### Data to use ###
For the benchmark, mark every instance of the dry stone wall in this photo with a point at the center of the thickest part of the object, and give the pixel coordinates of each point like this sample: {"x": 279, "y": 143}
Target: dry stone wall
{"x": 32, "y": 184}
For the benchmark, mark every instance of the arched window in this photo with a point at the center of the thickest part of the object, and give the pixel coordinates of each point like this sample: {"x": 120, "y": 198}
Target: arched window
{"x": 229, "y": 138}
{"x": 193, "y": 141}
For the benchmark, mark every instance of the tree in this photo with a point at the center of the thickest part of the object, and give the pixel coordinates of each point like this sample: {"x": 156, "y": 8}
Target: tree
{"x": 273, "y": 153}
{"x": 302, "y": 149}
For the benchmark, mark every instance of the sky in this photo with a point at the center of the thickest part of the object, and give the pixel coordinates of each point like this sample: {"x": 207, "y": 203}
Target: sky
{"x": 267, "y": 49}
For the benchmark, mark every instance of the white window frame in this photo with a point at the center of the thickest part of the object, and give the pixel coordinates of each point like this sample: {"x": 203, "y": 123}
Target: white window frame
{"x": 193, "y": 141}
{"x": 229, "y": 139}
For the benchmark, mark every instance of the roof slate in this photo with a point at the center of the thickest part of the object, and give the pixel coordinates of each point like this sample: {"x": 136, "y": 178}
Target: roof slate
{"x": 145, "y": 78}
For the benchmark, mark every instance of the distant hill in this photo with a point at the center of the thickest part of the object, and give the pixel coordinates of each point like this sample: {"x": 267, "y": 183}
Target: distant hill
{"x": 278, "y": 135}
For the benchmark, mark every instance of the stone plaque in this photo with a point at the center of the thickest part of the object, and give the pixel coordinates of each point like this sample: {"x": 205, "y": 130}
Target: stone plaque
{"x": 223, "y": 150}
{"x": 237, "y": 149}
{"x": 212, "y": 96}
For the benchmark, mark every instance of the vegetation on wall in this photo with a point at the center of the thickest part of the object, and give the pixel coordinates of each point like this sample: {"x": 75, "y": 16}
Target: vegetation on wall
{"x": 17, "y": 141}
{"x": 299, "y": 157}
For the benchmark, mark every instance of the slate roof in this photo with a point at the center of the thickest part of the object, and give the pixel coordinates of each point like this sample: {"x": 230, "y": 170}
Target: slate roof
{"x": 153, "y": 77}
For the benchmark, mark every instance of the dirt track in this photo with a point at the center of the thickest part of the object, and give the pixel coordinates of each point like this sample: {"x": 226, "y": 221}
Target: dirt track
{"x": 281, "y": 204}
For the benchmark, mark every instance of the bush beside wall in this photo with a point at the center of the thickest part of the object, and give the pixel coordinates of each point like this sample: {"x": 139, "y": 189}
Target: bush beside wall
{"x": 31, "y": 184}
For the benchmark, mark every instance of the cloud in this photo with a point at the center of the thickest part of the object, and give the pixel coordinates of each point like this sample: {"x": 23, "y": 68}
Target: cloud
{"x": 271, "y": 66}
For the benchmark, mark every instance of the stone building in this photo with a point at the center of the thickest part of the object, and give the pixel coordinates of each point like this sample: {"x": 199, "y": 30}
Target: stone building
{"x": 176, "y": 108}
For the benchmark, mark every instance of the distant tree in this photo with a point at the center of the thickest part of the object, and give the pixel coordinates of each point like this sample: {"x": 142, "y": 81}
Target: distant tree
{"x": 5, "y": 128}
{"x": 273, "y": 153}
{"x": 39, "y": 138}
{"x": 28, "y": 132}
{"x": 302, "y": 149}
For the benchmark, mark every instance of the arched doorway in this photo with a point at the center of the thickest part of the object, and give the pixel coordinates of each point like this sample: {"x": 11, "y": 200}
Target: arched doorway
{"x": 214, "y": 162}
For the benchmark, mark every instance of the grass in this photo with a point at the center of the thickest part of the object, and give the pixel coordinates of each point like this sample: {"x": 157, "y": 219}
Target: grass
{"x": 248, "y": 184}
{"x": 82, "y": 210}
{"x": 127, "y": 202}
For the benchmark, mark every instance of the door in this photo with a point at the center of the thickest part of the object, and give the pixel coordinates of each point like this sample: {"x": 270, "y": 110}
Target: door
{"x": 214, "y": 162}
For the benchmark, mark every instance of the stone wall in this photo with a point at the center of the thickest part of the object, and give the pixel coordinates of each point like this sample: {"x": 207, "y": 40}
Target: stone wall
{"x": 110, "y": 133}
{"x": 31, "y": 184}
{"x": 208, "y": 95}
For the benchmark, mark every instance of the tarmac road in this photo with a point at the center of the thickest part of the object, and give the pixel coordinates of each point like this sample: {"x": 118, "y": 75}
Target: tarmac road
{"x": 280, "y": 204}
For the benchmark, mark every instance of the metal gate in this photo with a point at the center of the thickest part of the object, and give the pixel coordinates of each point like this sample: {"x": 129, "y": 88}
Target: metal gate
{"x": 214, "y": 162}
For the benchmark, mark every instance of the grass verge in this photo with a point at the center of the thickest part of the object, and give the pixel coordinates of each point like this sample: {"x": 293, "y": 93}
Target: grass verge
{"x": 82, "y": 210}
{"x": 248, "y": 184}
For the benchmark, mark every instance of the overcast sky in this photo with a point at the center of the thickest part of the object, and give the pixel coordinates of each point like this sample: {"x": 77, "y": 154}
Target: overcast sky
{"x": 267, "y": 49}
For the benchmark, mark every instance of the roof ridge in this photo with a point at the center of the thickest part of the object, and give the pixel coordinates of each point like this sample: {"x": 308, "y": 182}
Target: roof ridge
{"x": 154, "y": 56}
###
### Work instructions
Rewrite every one of the rows above as a numbered list, leaving out any blank lines.

### Solution to the problem
1. For the benchmark, mark every instance of the dry stone wall in this photo with a point at the center of the thickest part of the object, and give the pixel coordinates of each point like this sample: {"x": 279, "y": 143}
2. Target: dry stone wall
3. {"x": 32, "y": 184}
4. For the benchmark, mark every instance of the arched window in this photo with a point at the center of the thickest part of the object, and give the pixel coordinates of each point like this sample: {"x": 120, "y": 198}
5. Target: arched window
6. {"x": 229, "y": 138}
7. {"x": 193, "y": 141}
8. For the benchmark, mark every instance of the tree in this photo with a point at the center of the thickest part of the object, and give the pixel coordinates of each point like this sample: {"x": 156, "y": 8}
9. Target: tree
10. {"x": 273, "y": 153}
11. {"x": 302, "y": 149}
12. For the benchmark, mark every instance of the sky in this photo with a point at the center of the thickest part of the object, and give the pixel coordinates of each point like this sample: {"x": 207, "y": 203}
13. Target: sky
14. {"x": 267, "y": 49}
15. For the benchmark, mark every instance of the white window frame in this photo with a point at the center of the thickest part of the object, and give the pixel coordinates of each point like this sample: {"x": 203, "y": 123}
16. Target: white window frame
17. {"x": 193, "y": 141}
18. {"x": 229, "y": 139}
19. For the benchmark, mark every instance of the roof slate in this photo with a point at the center of the thickest part of the object, and give the pixel coordinates of each point like this sample: {"x": 136, "y": 178}
20. Target: roof slate
21. {"x": 145, "y": 78}
22. For the benchmark, mark every instance of the distant hill in this photo with a point at the center of the thickest part of the object, and give the pixel coordinates of each point like this sample: {"x": 267, "y": 183}
23. Target: distant hill
24. {"x": 278, "y": 135}
25. For the benchmark, mark every instance of the stone plaque in this photo with a point at the center of the thickest part of the object, and give the pixel coordinates of each point like this sample: {"x": 205, "y": 130}
26. Target: stone plaque
27. {"x": 223, "y": 150}
28. {"x": 237, "y": 149}
29. {"x": 212, "y": 96}
30. For the benchmark, mark every instance of the vegetation on wall in this photo with a point at the center of the thickest part of the object, and give the pixel coordinates of each point like this sample: {"x": 75, "y": 16}
31. Target: vegetation on wall
32. {"x": 17, "y": 141}
33. {"x": 299, "y": 157}
34. For the benchmark, mark every instance of the slate roof in this photo with a point at the center of the thickest part of the object, and give the pixel coordinates of each point like this sample: {"x": 230, "y": 170}
35. Target: slate roof
36. {"x": 153, "y": 77}
37. For the benchmark, mark every instance of the dirt track in this photo with a point at the center of the thickest part of the object, and give the pixel coordinates of each point like this sample: {"x": 226, "y": 221}
38. Target: dirt track
39. {"x": 281, "y": 204}
40. For the benchmark, mark every instance of the bush beside wall in this photo with a point at the center of the thickest part of the object, and give the pixel coordinates of each point like this sample: {"x": 139, "y": 189}
41. Target: bush beside wall
42. {"x": 31, "y": 184}
43. For the benchmark, mark every instance of the cloud in this photo with a point at the center of the thickest part of the object, and give the pixel coordinates of each point like this sample: {"x": 23, "y": 68}
44. Target: cloud
45. {"x": 271, "y": 66}
46. For the benchmark, mark every instance of the stone building in this photo with a point at the center of the thickest part of the object, and give the pixel coordinates of each point like this sample: {"x": 199, "y": 30}
47. Target: stone building
48. {"x": 176, "y": 108}
49. For the benchmark, mark every instance of the distant tree in this photo with a point at the center of the thickest part of the object, and give the pixel coordinates of each point like this sample: {"x": 142, "y": 81}
50. Target: distant tree
51. {"x": 5, "y": 128}
52. {"x": 273, "y": 153}
53. {"x": 39, "y": 138}
54. {"x": 28, "y": 132}
55. {"x": 302, "y": 149}
56. For the benchmark, mark every instance of the arched doorway in this photo with a point at the center of the thickest part of the object, and give the pixel coordinates of each point like this sample: {"x": 11, "y": 200}
57. Target: arched doorway
58. {"x": 214, "y": 162}
59. For the benchmark, mark every instance of the grass in this photo with a point at the center of the thickest part of the object, and give the pixel coordinates of each point like this sample: {"x": 157, "y": 219}
60. Target: grass
61. {"x": 248, "y": 184}
62. {"x": 82, "y": 210}
63. {"x": 127, "y": 202}
64. For the benchmark, mark every instance of the door in this photo with a point at the center of the thickest part of the object, and give the pixel coordinates of each point like this sample: {"x": 270, "y": 110}
65. Target: door
66. {"x": 214, "y": 162}
67. For the benchmark, mark every instance of the stone wall in this photo with a point at the center of the thickest part of the object, and give the pixel coordinates of each point like this sample: {"x": 207, "y": 40}
68. Target: stone wall
69. {"x": 110, "y": 133}
70. {"x": 31, "y": 184}
71. {"x": 208, "y": 95}
72. For the benchmark, mark every instance of the tarmac road in this photo with a point at the center of the thickest part of the object, and give the pixel coordinates of each point like this sample: {"x": 118, "y": 75}
73. Target: tarmac road
74. {"x": 280, "y": 204}
75. For the benchmark, mark every instance of the metal gate in this photo with a point at the center of the thickest part of the object, and give the pixel coordinates of each point like this sample: {"x": 129, "y": 88}
76. Target: metal gate
77. {"x": 214, "y": 162}
78. For the benchmark, mark every instance of the grass verge in this photo with a point at the center of the thickest part of the object, and give the pixel coordinates of each point like this sample: {"x": 293, "y": 93}
79. Target: grass verge
80. {"x": 82, "y": 210}
81. {"x": 248, "y": 184}
82. For the benchmark, mark every instance of the overcast sky in this photo with a point at the center of the thickest part of the object, and give the pixel coordinates of each point like this sample: {"x": 77, "y": 154}
83. Target: overcast sky
84. {"x": 267, "y": 49}
85. For the benchmark, mark every instance of the roof ridge in this photo with a point at the center of the thickest part of the object, and give the pixel coordinates of each point like this sample: {"x": 308, "y": 182}
86. Target: roof ridge
87. {"x": 154, "y": 56}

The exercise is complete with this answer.